= What you have to do =
Output, word for word, the span of lines that starts at the one containing "# response lists one point per instance, each like pixel 326" and ends at the last line of the records.

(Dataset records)

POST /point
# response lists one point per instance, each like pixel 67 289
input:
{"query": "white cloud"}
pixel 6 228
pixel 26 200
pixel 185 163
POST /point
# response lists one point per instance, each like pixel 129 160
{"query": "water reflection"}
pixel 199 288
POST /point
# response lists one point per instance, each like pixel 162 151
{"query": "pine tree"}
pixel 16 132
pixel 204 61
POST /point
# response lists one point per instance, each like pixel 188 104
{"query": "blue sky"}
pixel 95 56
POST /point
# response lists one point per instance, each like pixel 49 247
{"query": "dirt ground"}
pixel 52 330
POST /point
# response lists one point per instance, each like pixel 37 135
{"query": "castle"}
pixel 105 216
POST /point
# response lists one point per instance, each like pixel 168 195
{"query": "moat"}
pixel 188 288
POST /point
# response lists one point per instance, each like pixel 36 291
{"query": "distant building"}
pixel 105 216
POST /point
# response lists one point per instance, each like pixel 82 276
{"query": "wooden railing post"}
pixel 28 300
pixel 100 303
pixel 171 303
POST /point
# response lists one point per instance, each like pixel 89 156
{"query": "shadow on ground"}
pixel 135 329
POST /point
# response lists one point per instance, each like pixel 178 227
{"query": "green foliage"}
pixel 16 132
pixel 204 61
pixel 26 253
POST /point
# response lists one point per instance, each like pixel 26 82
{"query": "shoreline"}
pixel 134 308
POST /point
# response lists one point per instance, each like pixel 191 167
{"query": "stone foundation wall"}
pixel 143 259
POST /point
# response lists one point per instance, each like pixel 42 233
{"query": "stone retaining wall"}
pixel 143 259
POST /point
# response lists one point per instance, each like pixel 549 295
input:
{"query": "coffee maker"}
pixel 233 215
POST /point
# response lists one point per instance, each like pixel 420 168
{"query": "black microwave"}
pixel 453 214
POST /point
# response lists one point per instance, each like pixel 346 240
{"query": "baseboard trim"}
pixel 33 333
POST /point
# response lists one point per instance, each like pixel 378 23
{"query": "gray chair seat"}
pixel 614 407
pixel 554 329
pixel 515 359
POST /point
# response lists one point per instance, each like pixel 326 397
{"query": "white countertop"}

= Response box =
# response lists one point per instance, each like pixel 326 397
{"query": "white countertop"}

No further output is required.